WHAT THE EXERCISE ASKS. Copy every entry exactly.

DATA EXTRACT.

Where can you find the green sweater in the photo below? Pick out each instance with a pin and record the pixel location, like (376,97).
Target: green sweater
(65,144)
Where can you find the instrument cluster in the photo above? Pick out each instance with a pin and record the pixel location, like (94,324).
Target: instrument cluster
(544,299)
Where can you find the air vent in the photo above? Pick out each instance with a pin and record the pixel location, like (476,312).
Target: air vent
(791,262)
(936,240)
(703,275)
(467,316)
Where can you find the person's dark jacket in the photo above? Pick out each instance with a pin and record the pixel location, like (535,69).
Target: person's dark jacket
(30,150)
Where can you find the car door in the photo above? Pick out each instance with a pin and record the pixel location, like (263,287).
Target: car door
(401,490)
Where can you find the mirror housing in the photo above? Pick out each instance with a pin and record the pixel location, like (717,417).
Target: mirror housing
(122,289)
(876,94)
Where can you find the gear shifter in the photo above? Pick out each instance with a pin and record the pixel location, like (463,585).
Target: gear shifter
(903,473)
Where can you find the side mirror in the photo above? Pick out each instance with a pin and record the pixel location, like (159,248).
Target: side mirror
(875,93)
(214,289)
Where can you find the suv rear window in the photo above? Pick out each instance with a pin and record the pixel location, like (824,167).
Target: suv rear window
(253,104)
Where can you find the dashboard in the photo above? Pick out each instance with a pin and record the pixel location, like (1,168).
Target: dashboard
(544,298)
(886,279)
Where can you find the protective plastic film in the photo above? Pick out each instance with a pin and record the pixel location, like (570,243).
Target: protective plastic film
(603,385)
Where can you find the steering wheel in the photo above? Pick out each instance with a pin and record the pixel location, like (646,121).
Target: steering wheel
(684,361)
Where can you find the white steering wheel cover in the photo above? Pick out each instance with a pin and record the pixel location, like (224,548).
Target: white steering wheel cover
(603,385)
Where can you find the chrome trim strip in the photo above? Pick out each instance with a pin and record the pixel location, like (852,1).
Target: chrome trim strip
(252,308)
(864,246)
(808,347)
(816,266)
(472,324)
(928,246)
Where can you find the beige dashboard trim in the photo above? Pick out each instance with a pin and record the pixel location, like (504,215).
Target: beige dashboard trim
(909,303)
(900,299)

RESULT OF THE TASK.
Where can you find the green sweater in the photo below? Pick out each instance with a pin and record the pixel location, like (376,97).
Target: green sweater
(65,144)
Where can you find the instrument cluster in the photo above? Pick out each instance with a pin and record the pixel location, like (94,324).
Target: instrument cluster
(544,299)
Where can you find the air vent in the photo above? Pick out each instance with a pin and record the pixel location, like (476,312).
Target: air vent
(791,262)
(936,240)
(703,275)
(467,316)
Where can you find the person's dark jacket in the photo above? Pick out each instance with a pin and record the pixel location, like (535,69).
Target: person's dark jacket
(30,150)
Where can you find the car door in the photo above? Pick out each instance with a pin and record the pixel location, like (263,287).
Target: car door
(401,490)
Where can you find the mirror housing in the photo above? Pick out each instance with a pin and record the pixel location, like (717,417).
Target: mirror housing
(122,289)
(876,94)
Where can you find the gear shifter in the photo above? Pick out each instance with a pin and record the pixel location, like (463,585).
Target: gear shifter
(903,473)
Where can you find the side mirror in the photo above? Pick out each instance with a pin and record the pixel location, like (159,248).
Target: side mirror
(875,93)
(214,289)
Where can you find the suv rear window in the photo above? Pick out each instance with a pin and record the pixel location, like (824,167).
Target: suv rear window
(253,104)
Where can you find the dashboard in the photo above? Pick out each instance with a pin and record the pixel location, like (1,168).
Target: dashboard
(544,298)
(886,279)
Where can you find the protective plastic film in the photo above? Pick out each instance with a pin and record the pixel location, like (570,243).
Target: protective plastic film
(603,385)
Where can you find the steering wheel in the photo above? Pick out each instance with a pin and record the pixel location, like (646,121).
Target: steering wheel
(684,361)
Where can you find the white steering wheel cover in the photo above? Pick out each instance with a pin and record the pixel location, like (224,548).
Target: white steering wheel cover
(603,385)
Where can you find the chrome trim strip in the photo above? Pick out each instance with a pin and record the pixel location, like (852,1).
Target: chrome trim strip
(252,308)
(864,246)
(808,347)
(816,266)
(472,324)
(928,246)
Where can you find the beige dashboard trim in the photo above? Pick out each instance with a pin and record the pixel location, like (504,215).
Target: beige dashboard trim
(909,303)
(900,299)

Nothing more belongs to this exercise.